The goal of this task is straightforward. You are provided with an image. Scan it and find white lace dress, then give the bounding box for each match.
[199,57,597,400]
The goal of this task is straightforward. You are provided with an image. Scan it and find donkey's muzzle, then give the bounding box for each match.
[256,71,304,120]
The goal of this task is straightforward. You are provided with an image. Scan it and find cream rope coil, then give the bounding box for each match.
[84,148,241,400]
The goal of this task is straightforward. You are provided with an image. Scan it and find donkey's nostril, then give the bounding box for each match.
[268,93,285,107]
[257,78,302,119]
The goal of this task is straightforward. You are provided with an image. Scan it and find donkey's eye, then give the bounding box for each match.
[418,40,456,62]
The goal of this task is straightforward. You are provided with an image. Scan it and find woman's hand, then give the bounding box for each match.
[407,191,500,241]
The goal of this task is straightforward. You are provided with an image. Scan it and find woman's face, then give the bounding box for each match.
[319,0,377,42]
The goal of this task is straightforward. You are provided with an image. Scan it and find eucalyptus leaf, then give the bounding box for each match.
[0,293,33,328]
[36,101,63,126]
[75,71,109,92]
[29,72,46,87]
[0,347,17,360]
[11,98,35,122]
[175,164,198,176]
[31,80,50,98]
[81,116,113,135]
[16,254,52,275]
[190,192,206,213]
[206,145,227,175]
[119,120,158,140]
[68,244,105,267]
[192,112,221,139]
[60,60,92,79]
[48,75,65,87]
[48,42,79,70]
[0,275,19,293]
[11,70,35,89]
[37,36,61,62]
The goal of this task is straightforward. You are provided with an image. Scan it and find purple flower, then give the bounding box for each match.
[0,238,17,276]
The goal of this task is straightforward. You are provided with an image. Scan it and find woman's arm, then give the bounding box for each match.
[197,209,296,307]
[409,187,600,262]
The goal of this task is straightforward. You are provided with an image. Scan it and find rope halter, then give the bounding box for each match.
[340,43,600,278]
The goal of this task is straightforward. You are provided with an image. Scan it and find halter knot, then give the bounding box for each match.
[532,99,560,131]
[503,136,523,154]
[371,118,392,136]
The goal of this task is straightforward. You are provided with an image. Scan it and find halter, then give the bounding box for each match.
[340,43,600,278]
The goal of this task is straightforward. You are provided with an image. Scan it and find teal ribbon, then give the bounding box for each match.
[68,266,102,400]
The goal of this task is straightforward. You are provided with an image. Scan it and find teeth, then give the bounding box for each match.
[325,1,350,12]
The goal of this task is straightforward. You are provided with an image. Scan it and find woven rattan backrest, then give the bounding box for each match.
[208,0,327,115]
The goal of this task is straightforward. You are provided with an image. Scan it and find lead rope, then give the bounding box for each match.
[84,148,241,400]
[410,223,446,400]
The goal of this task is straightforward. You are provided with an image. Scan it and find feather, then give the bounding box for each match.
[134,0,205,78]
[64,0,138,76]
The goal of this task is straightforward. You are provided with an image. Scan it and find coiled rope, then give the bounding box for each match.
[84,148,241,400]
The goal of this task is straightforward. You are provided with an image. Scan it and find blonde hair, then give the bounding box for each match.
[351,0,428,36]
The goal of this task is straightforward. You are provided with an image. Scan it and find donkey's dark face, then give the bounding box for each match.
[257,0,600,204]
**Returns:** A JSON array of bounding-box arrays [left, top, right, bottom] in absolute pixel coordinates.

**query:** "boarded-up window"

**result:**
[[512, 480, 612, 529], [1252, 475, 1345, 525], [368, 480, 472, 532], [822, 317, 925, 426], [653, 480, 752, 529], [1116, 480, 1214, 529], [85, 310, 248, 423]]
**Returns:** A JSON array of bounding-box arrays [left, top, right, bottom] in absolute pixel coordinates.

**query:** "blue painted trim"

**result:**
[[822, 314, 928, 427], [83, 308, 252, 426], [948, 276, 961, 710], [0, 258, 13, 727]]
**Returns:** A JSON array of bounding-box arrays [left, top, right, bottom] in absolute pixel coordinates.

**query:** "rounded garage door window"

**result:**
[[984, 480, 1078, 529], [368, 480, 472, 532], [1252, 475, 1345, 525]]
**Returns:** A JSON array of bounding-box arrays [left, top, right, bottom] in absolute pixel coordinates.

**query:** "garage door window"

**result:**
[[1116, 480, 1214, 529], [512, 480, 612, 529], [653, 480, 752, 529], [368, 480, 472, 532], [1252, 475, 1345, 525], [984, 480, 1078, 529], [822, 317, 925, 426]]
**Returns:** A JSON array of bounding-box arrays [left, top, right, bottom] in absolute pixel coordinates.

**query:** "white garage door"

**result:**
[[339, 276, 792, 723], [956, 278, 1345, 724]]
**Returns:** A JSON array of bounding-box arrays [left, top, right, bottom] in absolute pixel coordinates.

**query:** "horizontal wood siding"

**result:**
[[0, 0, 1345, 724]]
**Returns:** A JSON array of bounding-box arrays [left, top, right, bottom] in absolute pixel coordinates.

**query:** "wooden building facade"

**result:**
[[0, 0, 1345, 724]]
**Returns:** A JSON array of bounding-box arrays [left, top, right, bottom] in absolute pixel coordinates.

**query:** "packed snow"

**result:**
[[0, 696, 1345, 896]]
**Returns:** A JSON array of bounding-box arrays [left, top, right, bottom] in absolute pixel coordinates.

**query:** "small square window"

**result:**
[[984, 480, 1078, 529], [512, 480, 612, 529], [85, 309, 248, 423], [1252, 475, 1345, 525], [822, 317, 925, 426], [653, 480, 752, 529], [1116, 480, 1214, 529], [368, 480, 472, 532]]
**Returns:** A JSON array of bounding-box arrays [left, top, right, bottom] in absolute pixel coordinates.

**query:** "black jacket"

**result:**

Requirements: Rewrite the stretch of entries from the start through the line that contains "[319,0,377,42]", substituting "mule's" for every "donkey's" and leaving everything else unchanged; give only those lines.

Response:
The goal of this task is straightforward. You are provided with an image. Scan it and find white lace dress, then give the bounding box for each match.
[199,57,597,400]
The goal of this task is straightforward. You are provided with an image. Scan it and find mule's muzzle, then give the bounding box for each match.
[256,71,304,120]
The goal of this task is straightforward. You are provided with an image. Scan it and find cream rope coil, then give the bounding box for each match.
[84,148,241,400]
The goal of this task is straightforward. You are provided with an image. Scan it and find mule's nostril, then give the bounding box for each match.
[268,93,285,107]
[257,78,302,119]
The goal of this task is straightforward. You are provided with an image. Scan it and find mule's eye, then give the bounding box for each match.
[418,40,456,62]
The goal of this task is straightforward. You are provided with an image. Scan it and find woman's hand, then give the bounding box for each match.
[407,191,500,241]
The goal of this task is straightforward. You are provided with an image. Scan it and find woman's face, then give the bounding box for each match.
[319,0,377,42]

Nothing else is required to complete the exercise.